Applying the Golden Circle to software development

When I was a young and impressionable software developer (1998), the slogan of the year was “the code is the documentation”. This essentially meant that comments, and (inline) code comments in particular, were a sign of bad code. The reasoning was (and still is) that if you can’t articulate your ideas clear enough in source code, adding additional text won’t rescue your communication. “Communication” is the conveying of what you want to accomplish with your code towards two listeners: the computer and the next human that works with your code. The computer is often the easier part, because it just does as it is told without interpretation.

Some years later (2004), Jeff Atwood, the author of the influential codinghorror blog, still condemns most of the comments we could find in contemporary source code. But there is more nuance than just “comments are bad” and it is cleared up later (2006) that there is a difference in what should be expressed in source code and what should be expressed in comments. Yes, you should write comments, but the “right kind”.

According to Jeff Atwood, the source code contains the “how”. It tells the story in all its details for the next human and the computer. The comments, on the other hand, are not intended for the computer and shouldn’t contain details. They should contain the “why”, the high-level picture and the motivation behind the specific “how” that we find.

========================================

Task objective: Pick up the article on applying the Golden Circle to software development after its final sentence and continue it.

========================================

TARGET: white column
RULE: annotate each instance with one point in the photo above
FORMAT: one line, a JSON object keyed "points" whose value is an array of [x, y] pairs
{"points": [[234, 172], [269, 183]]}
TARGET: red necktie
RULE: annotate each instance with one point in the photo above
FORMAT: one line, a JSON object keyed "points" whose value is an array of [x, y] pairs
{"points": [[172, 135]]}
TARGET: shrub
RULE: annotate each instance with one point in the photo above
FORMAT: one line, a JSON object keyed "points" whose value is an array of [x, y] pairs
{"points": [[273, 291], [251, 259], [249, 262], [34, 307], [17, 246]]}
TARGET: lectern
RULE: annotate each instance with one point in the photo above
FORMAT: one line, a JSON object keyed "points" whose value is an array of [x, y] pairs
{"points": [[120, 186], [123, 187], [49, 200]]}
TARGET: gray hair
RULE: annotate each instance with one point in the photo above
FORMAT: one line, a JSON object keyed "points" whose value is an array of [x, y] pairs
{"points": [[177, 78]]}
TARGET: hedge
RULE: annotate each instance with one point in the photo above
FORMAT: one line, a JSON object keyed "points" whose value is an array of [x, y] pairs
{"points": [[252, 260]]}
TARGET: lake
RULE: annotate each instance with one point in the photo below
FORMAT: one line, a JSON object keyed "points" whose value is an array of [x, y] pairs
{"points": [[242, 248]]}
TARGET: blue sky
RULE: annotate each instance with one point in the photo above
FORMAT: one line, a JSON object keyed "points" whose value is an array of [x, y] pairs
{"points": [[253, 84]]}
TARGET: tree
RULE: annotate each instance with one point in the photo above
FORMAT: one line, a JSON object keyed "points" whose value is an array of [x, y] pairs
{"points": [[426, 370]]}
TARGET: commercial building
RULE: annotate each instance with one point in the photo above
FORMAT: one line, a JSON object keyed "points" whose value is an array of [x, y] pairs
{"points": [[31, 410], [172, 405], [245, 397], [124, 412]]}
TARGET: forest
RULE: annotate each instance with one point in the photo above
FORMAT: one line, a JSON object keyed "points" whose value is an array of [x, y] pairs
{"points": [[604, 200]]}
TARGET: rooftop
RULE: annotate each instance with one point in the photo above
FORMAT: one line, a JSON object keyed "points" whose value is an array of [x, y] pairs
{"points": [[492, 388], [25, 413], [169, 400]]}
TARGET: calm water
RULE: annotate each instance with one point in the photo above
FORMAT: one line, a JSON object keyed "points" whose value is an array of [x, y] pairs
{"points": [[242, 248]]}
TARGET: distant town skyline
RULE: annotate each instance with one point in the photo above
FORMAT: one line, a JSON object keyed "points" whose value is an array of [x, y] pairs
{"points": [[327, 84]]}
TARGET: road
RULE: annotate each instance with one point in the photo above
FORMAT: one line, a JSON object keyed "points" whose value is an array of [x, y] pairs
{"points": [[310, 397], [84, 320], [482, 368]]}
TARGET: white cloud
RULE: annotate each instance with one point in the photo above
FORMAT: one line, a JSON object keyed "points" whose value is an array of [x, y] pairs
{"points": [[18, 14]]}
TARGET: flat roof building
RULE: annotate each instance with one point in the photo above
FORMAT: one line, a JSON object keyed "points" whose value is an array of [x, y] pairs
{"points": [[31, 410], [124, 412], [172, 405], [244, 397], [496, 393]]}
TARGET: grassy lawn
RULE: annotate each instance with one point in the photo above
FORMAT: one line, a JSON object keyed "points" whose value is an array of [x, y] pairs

========================================

Final result:
The code tells you how, the comments tell you why” (2006) is a great way to describe the expected content of both “layers”.

But my feeling was (and still is) that something is missing in that description. My programs aren’t just code and comments, there are more things that I try to tell my story with. And just a few weeks ago, I had a sudden idea that I might be able to describe what that missing piece could be. It is just an idea and the puzzle probably is still missing pieces, but it feels “right” enough that I want to write this blog post to discuss the idea. But I need to talk about something else first.

In 2009, Simon Sinek presents the Golden Circle to the world. The TED talk is probably the most energetic piece of explanation in human history. The Golden Circle is “the world’s simplest idea”, defining three layers of “clarity” to actions:

  • What: The “lowest” level, meaning that every person knows “what they are doing”.
  • How: The “intermediate” level. Some people know “how they do it”. They explicitly choose their method of doing and can reason about it.
  • Why: The “highest” level. According to Simon Sinek, only a few people know “why they do it”. He talks about “purpose, cause and belief”.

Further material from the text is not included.